# 任务要求:
接续下方讲用 RKE2 安装 k8s 集群的文本，从其最后一行之后往下写。

# 提取文本:

************

RKE2 安装 k8s 集群

2024/07/01

Tags: k8s rke2

根据创建 bridge 网络创建虚拟机时使用 cloudinit 初始化创建虚拟机, 并配置静态ip如下

主机名配置ip (域名)系统盘 / 数据盘
k8s-node018核16G192.168.1.218 (lb.k8s.lan)50GB / 100GB*1
k8s-node028核16G192.168.1.21950GB / 100GB*1
k8s-node038核16G192.168.1.22050GB / 100GB*1

安装 RKE2

安装第一个 server 节点

在 k8s-node01 节点执行

# 初始化 rke2 配置文件
mkdir -p /etc/rancher/rke2
cat <<EOF > /etc/rancher/rke2/config.yaml
tls-san:
  - lb.k8s.lan
write-kubeconfig-mode: "0600"

************

[点标注数据集节选]
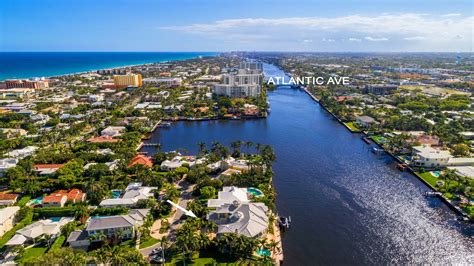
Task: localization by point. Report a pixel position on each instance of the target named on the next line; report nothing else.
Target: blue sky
(226, 25)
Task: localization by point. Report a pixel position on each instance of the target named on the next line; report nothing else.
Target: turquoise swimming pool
(255, 191)
(37, 201)
(116, 194)
(264, 252)
(435, 173)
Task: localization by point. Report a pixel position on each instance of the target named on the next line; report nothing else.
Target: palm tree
(48, 239)
(202, 148)
(249, 144)
(81, 212)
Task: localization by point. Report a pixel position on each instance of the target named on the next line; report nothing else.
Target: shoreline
(446, 201)
(109, 67)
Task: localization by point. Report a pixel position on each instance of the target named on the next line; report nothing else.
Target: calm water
(348, 205)
(46, 64)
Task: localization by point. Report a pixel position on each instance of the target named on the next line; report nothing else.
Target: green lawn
(203, 258)
(22, 202)
(150, 242)
(428, 177)
(30, 254)
(26, 221)
(379, 139)
(58, 243)
(352, 126)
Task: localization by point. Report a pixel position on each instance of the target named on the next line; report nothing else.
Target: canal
(348, 206)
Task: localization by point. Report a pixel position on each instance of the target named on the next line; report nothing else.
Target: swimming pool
(36, 201)
(255, 191)
(264, 252)
(435, 173)
(116, 194)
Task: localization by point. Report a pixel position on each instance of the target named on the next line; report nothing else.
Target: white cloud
(415, 38)
(374, 39)
(428, 32)
(355, 40)
(328, 40)
(452, 15)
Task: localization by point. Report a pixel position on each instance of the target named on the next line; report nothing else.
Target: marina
(339, 190)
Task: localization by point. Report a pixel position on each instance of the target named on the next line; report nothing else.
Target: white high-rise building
(245, 83)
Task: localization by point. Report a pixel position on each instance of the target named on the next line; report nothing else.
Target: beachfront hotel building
(26, 84)
(245, 83)
(129, 80)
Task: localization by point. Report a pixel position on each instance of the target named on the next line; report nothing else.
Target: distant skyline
(229, 25)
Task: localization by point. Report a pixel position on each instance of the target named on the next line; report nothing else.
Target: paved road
(175, 221)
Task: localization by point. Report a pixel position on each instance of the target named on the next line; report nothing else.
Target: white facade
(245, 83)
(7, 217)
(427, 156)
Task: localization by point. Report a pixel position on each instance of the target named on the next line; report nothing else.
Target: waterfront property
(133, 193)
(234, 213)
(30, 233)
(121, 226)
(7, 218)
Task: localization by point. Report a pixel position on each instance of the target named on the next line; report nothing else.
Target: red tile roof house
(141, 159)
(8, 199)
(103, 139)
(74, 195)
(47, 169)
(54, 200)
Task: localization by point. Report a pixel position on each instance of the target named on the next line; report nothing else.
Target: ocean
(46, 64)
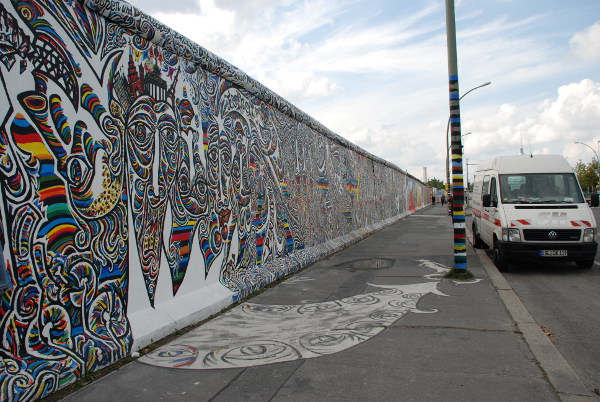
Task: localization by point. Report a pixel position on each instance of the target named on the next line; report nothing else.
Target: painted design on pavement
(243, 337)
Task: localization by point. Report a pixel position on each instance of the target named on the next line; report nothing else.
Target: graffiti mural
(124, 147)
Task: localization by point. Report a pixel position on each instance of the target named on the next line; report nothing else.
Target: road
(565, 301)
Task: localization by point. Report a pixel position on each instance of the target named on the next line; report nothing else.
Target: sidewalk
(373, 322)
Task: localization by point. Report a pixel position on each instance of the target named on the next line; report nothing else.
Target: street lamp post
(448, 135)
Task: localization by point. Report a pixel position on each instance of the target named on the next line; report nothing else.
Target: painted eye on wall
(78, 169)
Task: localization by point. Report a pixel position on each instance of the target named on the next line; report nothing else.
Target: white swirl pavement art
(257, 334)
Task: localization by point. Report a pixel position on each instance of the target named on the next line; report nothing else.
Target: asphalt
(375, 321)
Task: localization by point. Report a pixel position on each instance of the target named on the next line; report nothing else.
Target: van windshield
(540, 188)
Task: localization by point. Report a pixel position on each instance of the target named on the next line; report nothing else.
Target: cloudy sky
(375, 71)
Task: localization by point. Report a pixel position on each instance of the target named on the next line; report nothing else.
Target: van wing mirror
(487, 201)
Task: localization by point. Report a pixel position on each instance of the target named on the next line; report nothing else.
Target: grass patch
(461, 275)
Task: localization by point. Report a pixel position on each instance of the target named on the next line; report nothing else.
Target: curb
(561, 376)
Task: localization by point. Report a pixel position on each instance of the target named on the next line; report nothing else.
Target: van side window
(494, 191)
(486, 185)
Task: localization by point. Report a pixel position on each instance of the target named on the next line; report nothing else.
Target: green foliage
(587, 174)
(436, 183)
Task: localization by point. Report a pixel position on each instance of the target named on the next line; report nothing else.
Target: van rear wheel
(499, 261)
(477, 242)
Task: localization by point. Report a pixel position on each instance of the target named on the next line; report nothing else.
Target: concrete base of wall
(150, 325)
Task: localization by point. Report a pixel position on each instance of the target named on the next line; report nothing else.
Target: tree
(436, 183)
(587, 174)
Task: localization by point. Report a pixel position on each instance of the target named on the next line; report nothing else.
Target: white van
(532, 208)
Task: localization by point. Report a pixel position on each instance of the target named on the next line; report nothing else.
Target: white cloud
(586, 44)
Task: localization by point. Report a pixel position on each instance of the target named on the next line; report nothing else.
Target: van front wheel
(500, 262)
(585, 264)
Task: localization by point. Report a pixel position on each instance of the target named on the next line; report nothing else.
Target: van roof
(527, 164)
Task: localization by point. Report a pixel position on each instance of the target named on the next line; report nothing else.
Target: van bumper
(532, 251)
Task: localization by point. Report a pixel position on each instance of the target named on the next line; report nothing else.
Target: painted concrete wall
(146, 184)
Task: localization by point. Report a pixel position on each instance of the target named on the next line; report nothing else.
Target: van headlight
(511, 234)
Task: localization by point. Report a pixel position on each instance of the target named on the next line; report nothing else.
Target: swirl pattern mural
(125, 148)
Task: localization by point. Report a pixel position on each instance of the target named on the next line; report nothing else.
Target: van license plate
(553, 253)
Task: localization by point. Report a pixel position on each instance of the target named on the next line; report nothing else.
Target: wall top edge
(139, 23)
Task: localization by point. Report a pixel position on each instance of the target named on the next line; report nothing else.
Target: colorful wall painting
(136, 167)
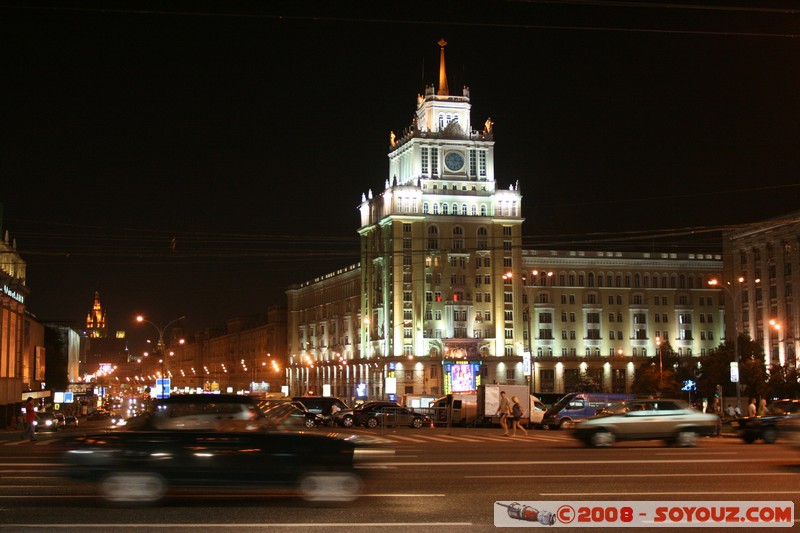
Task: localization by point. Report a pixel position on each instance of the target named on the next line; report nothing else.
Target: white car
(674, 421)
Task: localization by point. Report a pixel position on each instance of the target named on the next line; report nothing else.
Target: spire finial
(443, 89)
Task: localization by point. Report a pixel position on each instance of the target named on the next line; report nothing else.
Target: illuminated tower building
(436, 243)
(96, 320)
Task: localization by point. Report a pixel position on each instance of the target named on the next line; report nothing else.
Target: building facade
(762, 283)
(440, 298)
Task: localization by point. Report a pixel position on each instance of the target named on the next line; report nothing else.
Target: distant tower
(96, 320)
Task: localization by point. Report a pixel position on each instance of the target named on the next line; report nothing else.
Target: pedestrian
(29, 430)
(516, 415)
(762, 407)
(504, 410)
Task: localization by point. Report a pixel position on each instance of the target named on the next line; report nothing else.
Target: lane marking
(670, 493)
(561, 476)
(598, 462)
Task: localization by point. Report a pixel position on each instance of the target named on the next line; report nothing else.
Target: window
(433, 236)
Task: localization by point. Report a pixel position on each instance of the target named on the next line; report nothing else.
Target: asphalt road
(422, 480)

************

# 参考答案:
disable-cloud-controller: true
# cni 单独部署, 如无特殊需求, 这里也可以直接指定 flannel 或 calico
cni: none
debug: true
# 指定 kube-scheduler 自定义参数, 会自动覆盖到 /var/lib/rancher/rke2/agent/pod-manifests/kube-scheduler.yaml
kube-scheduler-arg:
  - v=4
  - bind-address=0.0.0.0
kube-controller-manager-arg:
  - bind-address=0.0.0.0
etcd-expose-metrics: true
EOF

curl -sfL https://rancher-mirror.rancher.cn/rke2/install.sh | INSTALL_RKE2_MIRROR=cn sh -
systemctl enable rke2-server.service
systemctl start rke2-server.service

配置介绍

tls-san

tls-san 在 server 的 TLS 证书中增加了多个地址作为 Subject Alternative Name, 这样就可以通过 lb.k8s.lan 和 各个 server 节点 ip 访问 apiserver 服务.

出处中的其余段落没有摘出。